What is expected ▸ Copy every item below word for word, leaving out the pictures.

[Excerpts from a point labeling dataset]
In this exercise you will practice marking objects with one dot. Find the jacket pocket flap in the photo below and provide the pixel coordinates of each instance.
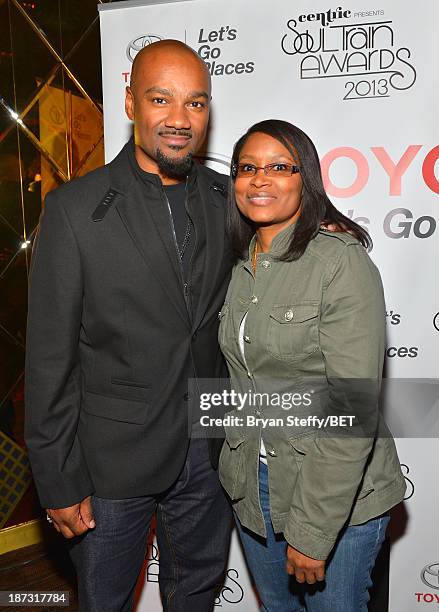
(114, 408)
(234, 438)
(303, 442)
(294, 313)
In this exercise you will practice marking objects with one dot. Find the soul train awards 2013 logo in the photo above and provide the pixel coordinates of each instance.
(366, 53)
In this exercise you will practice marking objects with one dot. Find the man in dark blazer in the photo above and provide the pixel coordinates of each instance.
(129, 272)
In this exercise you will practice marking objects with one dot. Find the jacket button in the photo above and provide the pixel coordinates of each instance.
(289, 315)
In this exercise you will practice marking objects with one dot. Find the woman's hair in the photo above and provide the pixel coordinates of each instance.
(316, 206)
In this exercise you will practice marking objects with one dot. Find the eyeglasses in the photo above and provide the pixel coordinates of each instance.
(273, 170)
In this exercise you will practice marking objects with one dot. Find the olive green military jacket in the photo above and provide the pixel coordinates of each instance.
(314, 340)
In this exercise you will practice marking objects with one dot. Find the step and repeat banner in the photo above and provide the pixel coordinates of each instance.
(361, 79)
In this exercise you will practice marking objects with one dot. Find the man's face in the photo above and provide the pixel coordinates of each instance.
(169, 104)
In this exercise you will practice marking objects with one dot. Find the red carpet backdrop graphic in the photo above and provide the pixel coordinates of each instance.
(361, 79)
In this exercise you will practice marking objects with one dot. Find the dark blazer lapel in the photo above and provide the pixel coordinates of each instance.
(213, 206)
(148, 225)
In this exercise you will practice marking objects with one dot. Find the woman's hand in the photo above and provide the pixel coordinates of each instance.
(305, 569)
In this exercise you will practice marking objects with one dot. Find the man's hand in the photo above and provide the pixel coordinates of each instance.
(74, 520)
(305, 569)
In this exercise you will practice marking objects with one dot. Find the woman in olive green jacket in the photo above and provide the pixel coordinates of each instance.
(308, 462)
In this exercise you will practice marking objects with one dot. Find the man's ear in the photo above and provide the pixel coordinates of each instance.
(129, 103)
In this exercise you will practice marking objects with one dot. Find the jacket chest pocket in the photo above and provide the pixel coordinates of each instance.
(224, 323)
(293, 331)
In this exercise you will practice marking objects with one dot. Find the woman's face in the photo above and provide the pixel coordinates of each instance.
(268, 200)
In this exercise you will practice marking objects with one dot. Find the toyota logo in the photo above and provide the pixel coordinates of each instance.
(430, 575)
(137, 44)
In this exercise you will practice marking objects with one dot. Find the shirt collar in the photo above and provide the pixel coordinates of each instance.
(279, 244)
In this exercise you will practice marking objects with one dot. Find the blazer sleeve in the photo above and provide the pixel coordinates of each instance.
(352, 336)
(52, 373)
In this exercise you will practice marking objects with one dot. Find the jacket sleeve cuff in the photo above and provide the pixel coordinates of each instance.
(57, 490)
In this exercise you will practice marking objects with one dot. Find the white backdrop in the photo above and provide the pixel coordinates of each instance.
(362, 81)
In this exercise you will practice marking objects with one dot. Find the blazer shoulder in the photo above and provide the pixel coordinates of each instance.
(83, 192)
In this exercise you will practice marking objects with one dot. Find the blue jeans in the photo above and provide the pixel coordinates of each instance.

Completed task ▸
In this exercise you will practice marking objects with one dot. Find the jacket pocket flap in the photo below and provide the pixel coordinates of each instance.
(114, 408)
(234, 438)
(303, 442)
(294, 313)
In this exercise you will practice marking objects with one dot. Find the soul train awards 2013 logo in the photo above and provide the pixel coordinates of each instance.
(366, 53)
In this exercise you will practice marking objects with one dot. Find the man in dark blazer in the photo above and provide the pixel coordinates of each instance.
(129, 272)
In this exercise you will practice marking objects with one dot. Find the jacket button in the photo above and provide the pixel coordinates of each instance.
(289, 315)
In this exercise you will practice marking objects with one dot. Find the woman's hair in the photo above and provide the pixel coordinates of each instance.
(316, 206)
In this exercise you will practice marking objects with one dot. Find the eyeglasses in the photo above and provide the pixel coordinates of each instance.
(273, 170)
In this exercise you will practice marking objects with one dot. Find the olive green military jacket in the photo above and provide the pixel coordinates of each instance.
(314, 340)
In this exercise you will practice marking objects with one dot. Find the step and repeat banner in the photo above and provide the pixel coordinates of each instance.
(361, 79)
In this exercise you will practice marking objects with one dot. Find the man's face in the photo above and provide the pixel coordinates of each instance.
(169, 104)
In this exercise you will practice marking objects with one dot. Find the red carpet backdrop graphic in the photo above and provide the pixel coordinates of each instance.
(361, 79)
In this exercise you will practice marking objects with one dot. Find the dark blazer lapel in the photo above and provide the pixel coordinates of each instance.
(213, 206)
(148, 225)
In this exercise you will practice marking objects with one dot. Find the woman's hand in the photo above and provide the pixel coordinates of each instance.
(305, 569)
In this exercise you will practice marking objects with one dot. Find the man's hand in the photo above and provide the pixel coordinates of each instance.
(74, 520)
(305, 569)
In this exercise you will practice marking objects with one dot. Find the woman in olive green jacket in the photo above and provide the pixel coordinates of each instance.
(308, 462)
In this exercise you will practice marking objects with one dot. Find the man's ear in the photo above and provide the pixel coordinates of each instance.
(129, 103)
In this exercise you will practice marking objects with one dot. Find the jacket chest pocket in the photo above and provide the pixel coordinates of each instance.
(224, 323)
(293, 331)
In this exercise you will practice marking objects with one dot. Find the woman's face in the photo above and provide the pixel coordinates of each instance.
(268, 200)
In this exercise you will practice marking objects with one dot. Find the toyota logo in the photo above and provide the pixel coordinates of each instance.
(430, 575)
(137, 44)
In this exercise you will practice marking objects with one dot. Find the shirt collar in the photo above and provide the pixel coordinates of each instance.
(279, 244)
In this exercise you will practice marking objects with one dot. Find the blazer sleeve in the photo above and provide the pixel coordinates of each instance.
(352, 336)
(52, 373)
In this exercise you will practice marking objects with one dot. Find the jacket sleeve cuff in the photo above and provide the pixel coordinates of each instance.
(57, 490)
In this exercise you will practice marking objects with one dot. Find the white backdrop in the photo above and provide the pixel coordinates of each instance.
(362, 81)
In this exercise you will practice marking objects with one dot. Find the blazer shoulder in the photo above and provide the pixel coordinates of each instance.
(83, 192)
In this exercise you will practice marking objects with one dot. Find the blue jeans in the photo above and provide the pixel coordinates of each instance.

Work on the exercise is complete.